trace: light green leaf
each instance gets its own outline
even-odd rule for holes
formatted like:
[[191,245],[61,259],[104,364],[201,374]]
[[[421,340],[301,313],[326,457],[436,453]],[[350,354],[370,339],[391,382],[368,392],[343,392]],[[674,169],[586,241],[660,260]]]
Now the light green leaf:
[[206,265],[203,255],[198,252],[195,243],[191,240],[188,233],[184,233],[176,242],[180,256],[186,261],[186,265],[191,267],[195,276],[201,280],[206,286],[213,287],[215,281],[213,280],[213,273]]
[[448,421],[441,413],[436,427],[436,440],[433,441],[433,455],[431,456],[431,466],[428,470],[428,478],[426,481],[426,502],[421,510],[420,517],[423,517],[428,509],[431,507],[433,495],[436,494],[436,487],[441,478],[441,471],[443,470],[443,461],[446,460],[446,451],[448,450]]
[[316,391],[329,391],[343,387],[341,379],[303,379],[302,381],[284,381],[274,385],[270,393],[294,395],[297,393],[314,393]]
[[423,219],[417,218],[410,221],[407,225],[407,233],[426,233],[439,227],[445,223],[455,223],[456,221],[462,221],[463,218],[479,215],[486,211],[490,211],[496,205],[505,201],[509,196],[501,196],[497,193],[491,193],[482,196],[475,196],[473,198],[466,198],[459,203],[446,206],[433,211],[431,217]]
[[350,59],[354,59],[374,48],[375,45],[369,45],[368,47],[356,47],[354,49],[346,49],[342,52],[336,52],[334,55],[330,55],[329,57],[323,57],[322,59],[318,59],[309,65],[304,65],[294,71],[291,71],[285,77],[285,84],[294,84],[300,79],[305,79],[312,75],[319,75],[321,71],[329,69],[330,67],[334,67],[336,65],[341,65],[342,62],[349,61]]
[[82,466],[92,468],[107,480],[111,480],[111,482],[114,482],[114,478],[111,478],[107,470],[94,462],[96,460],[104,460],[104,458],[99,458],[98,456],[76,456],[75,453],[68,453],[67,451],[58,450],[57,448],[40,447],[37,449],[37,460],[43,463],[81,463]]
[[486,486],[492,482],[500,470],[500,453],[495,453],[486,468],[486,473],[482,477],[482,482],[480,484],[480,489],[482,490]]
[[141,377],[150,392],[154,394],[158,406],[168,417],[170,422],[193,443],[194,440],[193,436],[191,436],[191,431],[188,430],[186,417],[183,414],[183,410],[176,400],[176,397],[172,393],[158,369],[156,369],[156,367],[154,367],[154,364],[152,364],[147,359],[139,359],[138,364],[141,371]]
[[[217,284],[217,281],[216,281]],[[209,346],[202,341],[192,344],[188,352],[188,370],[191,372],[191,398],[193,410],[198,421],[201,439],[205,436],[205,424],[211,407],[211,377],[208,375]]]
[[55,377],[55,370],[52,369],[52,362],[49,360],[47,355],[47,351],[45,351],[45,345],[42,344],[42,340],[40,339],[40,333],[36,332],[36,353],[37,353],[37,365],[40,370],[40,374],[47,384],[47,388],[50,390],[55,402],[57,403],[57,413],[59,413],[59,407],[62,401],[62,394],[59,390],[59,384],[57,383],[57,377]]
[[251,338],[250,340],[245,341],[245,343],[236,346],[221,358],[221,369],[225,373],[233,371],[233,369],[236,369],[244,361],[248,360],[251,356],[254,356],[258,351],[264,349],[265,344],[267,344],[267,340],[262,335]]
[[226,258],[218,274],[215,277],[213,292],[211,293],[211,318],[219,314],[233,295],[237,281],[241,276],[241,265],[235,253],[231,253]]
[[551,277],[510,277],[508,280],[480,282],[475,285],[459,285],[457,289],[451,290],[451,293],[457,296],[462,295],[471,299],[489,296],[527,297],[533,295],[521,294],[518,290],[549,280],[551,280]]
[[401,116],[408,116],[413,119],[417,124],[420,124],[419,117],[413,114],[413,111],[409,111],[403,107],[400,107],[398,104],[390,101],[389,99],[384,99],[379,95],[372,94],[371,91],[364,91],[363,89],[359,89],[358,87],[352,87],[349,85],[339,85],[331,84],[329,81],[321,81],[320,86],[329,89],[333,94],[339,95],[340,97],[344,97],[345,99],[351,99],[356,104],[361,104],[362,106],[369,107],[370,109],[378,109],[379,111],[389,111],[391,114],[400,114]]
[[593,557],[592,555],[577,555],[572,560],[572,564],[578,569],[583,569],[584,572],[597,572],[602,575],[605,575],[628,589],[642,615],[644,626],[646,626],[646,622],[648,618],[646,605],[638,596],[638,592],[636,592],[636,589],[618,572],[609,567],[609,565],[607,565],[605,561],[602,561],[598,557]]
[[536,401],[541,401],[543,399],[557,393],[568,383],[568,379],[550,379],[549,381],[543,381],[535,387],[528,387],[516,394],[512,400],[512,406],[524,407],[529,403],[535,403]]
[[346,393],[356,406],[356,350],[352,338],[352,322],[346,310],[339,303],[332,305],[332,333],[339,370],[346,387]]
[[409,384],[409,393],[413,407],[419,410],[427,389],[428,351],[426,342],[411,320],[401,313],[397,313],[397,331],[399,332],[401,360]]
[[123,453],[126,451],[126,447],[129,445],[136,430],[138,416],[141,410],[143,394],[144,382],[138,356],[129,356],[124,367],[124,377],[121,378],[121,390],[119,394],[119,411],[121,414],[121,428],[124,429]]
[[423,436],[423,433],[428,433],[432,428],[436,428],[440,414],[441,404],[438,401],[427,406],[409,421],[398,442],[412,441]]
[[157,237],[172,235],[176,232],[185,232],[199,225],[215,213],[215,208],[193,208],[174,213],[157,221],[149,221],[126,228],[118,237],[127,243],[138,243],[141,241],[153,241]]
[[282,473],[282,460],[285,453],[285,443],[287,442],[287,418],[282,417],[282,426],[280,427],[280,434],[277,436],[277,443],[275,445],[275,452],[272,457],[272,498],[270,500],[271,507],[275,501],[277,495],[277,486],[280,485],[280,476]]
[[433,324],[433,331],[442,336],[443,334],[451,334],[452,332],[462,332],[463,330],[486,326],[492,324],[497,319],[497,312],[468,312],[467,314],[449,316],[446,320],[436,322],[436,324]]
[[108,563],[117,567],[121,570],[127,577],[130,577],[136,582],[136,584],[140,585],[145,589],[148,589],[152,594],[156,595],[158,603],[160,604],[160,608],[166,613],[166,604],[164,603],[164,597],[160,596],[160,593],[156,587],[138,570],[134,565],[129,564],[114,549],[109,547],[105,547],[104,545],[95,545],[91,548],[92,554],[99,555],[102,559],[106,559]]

■ ■ ■ ■

#### INSTRUCTIONS TO FOLLOW:
Pick out every line of the data above that contains the string "green", and copy each one in full. Case counts.

#### SOLUTION FOR THIS PROBLEM:
trace: light green leaf
Now the light green leaf:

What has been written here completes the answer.